## Task item
From the very first line of the records through the line that contains "For each instance, a", repeat everything exactly except the pictures, and add nothing.

==== Records supplied ====

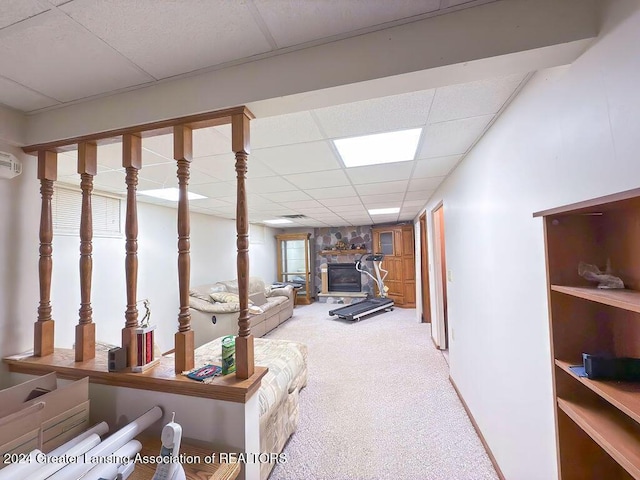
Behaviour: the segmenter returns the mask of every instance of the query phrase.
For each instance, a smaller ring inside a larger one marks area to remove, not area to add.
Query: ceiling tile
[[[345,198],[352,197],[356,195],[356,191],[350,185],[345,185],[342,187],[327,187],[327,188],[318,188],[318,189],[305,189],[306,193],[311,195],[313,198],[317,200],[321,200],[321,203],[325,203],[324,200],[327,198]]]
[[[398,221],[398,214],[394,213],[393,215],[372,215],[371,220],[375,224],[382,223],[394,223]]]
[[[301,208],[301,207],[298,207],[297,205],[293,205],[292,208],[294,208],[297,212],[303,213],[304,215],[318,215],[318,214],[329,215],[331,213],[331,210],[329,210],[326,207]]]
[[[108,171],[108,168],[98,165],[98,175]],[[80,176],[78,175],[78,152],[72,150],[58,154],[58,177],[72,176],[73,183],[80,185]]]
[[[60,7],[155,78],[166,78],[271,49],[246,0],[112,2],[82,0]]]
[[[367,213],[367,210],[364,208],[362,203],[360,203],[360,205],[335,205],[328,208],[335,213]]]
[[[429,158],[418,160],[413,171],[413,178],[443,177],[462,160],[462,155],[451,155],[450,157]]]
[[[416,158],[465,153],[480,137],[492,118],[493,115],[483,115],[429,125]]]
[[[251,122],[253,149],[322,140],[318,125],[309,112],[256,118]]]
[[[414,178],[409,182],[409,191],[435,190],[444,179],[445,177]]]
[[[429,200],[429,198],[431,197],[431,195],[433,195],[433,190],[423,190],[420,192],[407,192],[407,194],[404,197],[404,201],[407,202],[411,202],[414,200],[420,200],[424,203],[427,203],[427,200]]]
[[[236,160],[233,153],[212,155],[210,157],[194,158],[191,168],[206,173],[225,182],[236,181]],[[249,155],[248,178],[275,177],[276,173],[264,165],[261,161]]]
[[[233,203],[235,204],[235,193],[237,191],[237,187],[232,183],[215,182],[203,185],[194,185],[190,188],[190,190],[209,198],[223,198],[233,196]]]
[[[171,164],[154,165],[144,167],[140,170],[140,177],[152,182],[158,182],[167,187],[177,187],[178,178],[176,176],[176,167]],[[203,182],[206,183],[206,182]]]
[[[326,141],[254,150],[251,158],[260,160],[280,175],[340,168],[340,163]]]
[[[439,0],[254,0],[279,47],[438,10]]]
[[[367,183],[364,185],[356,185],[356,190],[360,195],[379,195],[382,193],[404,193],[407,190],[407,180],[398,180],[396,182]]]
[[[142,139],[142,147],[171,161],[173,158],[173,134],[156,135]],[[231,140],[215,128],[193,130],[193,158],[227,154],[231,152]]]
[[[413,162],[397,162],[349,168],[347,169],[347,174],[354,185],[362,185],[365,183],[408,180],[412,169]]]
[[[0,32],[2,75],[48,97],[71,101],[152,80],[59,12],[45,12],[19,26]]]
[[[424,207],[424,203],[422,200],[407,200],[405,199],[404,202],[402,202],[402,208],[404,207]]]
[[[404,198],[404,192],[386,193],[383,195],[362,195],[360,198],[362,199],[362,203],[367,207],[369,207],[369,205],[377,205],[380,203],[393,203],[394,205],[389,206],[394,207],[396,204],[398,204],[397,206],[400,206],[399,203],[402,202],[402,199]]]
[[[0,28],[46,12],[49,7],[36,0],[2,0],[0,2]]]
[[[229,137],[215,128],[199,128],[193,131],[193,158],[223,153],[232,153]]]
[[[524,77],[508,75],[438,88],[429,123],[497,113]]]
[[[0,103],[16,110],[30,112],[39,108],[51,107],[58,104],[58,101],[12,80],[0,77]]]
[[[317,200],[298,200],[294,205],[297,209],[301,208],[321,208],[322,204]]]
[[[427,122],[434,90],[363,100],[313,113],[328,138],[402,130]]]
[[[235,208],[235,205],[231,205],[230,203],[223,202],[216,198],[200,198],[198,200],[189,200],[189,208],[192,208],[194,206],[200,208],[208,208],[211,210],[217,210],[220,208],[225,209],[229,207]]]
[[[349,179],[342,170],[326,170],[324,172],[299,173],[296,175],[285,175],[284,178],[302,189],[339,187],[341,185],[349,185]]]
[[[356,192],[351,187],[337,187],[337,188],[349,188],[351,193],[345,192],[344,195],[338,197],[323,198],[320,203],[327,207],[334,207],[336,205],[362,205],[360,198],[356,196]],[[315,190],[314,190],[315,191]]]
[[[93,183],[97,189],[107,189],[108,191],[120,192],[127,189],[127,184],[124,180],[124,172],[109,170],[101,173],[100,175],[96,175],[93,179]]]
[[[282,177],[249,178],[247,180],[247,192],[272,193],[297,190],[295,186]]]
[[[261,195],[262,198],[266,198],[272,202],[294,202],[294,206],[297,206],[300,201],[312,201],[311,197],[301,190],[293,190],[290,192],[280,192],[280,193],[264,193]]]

====

## Output for this task
Behaviour: the segmenter returns the mask of every instance of the query phrase.
For each instance, a smaller ring inside a larger one marks area to remove, not area to add.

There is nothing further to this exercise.